Print the part of the entries that opens with the line containing "# Mark the region of the white" and closes with the line containing "regionseg --target=white cloud", reproducing each line word for word.

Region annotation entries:
____

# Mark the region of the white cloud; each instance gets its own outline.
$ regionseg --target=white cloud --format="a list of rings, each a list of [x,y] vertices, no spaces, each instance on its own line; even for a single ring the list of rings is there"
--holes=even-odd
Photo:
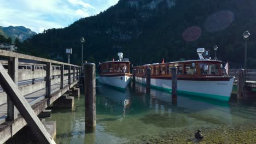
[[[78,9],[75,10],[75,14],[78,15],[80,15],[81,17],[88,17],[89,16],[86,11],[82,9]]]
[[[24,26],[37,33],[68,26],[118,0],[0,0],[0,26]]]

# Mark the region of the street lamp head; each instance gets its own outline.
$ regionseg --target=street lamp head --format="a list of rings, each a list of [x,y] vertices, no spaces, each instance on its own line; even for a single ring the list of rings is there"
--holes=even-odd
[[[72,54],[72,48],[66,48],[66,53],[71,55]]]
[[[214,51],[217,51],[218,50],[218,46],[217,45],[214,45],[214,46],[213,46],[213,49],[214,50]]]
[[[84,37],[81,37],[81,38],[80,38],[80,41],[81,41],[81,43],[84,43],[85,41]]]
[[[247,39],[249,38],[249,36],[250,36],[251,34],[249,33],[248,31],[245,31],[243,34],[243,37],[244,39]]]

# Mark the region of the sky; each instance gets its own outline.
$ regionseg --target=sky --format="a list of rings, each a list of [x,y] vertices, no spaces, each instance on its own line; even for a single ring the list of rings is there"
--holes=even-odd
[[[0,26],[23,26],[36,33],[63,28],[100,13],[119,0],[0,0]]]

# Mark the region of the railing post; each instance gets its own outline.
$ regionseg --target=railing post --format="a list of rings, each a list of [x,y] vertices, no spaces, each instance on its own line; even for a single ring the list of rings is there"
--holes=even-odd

____

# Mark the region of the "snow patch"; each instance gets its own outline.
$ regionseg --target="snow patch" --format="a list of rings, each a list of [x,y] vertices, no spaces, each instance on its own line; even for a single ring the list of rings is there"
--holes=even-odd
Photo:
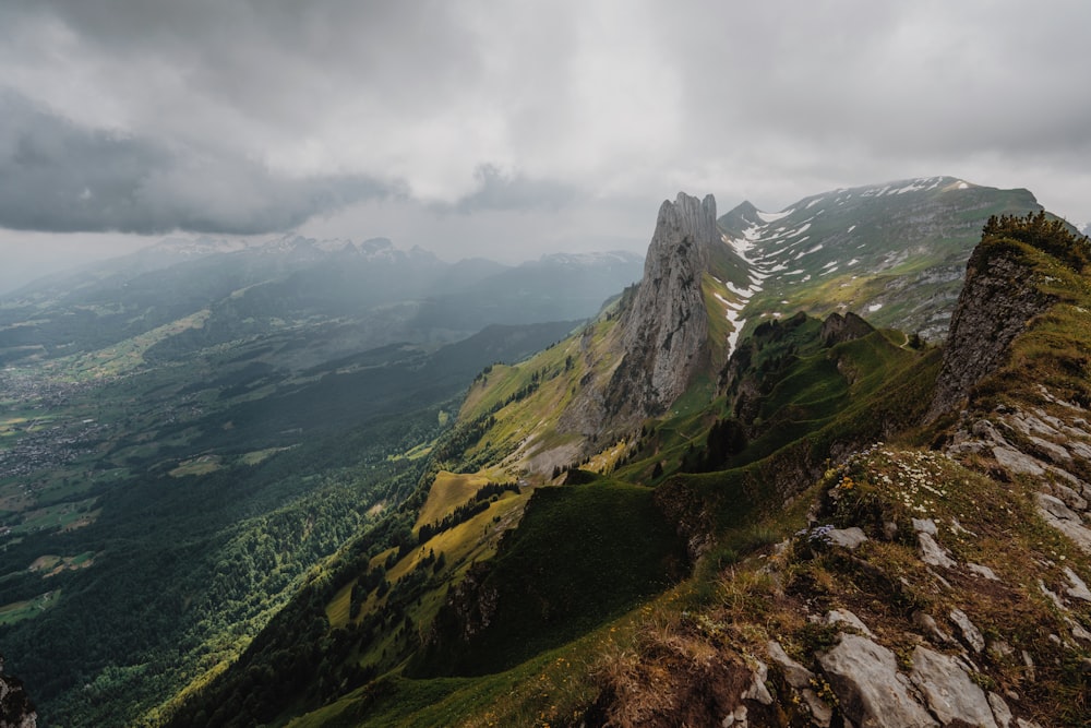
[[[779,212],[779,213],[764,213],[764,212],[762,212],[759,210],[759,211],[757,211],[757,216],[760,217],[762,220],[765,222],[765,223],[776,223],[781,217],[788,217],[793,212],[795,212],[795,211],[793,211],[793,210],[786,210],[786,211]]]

____

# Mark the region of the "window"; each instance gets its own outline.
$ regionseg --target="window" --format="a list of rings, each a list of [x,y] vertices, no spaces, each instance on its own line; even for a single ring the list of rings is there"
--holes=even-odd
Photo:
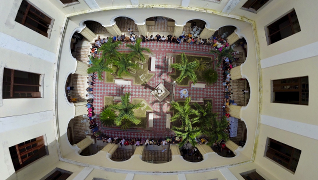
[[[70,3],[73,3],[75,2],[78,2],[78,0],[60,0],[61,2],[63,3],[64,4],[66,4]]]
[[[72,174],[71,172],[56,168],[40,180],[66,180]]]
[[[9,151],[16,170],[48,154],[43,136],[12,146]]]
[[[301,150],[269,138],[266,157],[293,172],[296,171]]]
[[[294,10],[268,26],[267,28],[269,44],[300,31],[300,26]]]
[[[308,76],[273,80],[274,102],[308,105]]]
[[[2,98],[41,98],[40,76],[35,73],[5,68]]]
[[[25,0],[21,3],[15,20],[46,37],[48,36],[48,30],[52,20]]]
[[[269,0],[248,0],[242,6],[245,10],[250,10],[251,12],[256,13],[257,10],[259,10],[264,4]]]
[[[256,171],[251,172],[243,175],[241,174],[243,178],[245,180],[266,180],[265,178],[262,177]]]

____

* _The solution_:
# Mark the region of the white cloud; each instance gets its own outline.
$ regionseg --target=white cloud --format="a list of rings, each a list of [x,y] vertices, no spaces, each instance on its own line; even for a single ring the list of rings is there"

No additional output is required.